Exercise objective: Reproduce only the stretch of the listing below from the line containing "I was wondering if you could find the overcast" through the line containing "[1076,532,1401,609]", requests included, shifting every bounding-box coordinate in the answers by +27.

>> BEGIN Supplied data

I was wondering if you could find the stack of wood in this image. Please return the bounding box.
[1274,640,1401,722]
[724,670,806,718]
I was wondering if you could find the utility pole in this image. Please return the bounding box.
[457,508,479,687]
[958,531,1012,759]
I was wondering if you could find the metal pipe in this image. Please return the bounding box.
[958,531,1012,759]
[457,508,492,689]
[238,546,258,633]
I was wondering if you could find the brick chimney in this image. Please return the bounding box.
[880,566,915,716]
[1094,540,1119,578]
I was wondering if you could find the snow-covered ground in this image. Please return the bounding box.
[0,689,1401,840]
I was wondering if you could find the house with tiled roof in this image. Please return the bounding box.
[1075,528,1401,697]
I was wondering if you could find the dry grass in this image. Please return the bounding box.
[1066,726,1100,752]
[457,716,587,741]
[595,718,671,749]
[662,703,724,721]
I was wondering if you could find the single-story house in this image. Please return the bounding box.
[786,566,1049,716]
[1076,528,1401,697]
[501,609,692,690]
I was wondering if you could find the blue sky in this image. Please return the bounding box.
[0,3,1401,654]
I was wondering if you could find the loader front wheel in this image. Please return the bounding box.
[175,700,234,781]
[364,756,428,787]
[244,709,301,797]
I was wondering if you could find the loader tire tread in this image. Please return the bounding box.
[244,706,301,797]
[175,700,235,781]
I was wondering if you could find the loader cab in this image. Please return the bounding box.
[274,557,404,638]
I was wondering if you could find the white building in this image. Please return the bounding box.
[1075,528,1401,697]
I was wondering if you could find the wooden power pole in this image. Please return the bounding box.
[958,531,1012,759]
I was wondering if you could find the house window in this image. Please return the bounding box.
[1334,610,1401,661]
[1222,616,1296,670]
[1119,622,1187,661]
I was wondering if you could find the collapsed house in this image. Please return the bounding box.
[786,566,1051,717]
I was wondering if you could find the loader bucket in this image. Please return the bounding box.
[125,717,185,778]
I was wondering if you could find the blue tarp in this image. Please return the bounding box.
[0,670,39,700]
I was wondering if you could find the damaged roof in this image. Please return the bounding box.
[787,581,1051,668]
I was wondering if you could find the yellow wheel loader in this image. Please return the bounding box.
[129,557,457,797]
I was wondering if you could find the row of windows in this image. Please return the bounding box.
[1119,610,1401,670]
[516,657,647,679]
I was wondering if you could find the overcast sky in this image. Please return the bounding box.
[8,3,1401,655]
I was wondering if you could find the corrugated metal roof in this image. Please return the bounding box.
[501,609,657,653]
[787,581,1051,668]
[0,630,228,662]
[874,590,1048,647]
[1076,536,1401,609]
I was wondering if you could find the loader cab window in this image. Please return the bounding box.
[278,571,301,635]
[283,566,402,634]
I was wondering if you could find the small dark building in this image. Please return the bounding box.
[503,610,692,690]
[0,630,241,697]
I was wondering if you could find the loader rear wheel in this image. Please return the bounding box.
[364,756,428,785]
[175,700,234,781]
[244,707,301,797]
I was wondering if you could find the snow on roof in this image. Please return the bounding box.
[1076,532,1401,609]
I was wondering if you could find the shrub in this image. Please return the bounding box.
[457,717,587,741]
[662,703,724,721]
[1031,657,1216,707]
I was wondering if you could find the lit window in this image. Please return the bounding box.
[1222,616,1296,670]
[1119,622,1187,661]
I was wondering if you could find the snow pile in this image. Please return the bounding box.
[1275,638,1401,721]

>> END Supplied data

Right answer:
I was wondering if you could find the overcast sky in this image. Please return the bounding box.
[35,30,1428,682]
I was wondering if you could find the corrugated metal roof in this image. Please return the bounding box.
[528,636,684,680]
[814,608,1078,695]
[27,657,255,689]
[901,617,1075,674]
[1103,563,1428,636]
I was wondering if you could find the loader cab window in this image. Please return the bounding box.
[305,598,328,662]
[310,593,429,661]
I was wondering if you could find the small dark building in this image. Please return the bounding box.
[530,637,719,717]
[27,657,268,724]
I was wondering if you could find the loader rear wheel in this image. Please return the bounding box.
[391,783,455,812]
[202,727,261,808]
[271,734,328,824]
I was wondering if you could find the snow on roof in this image. Please return the bounding box.
[1103,559,1428,636]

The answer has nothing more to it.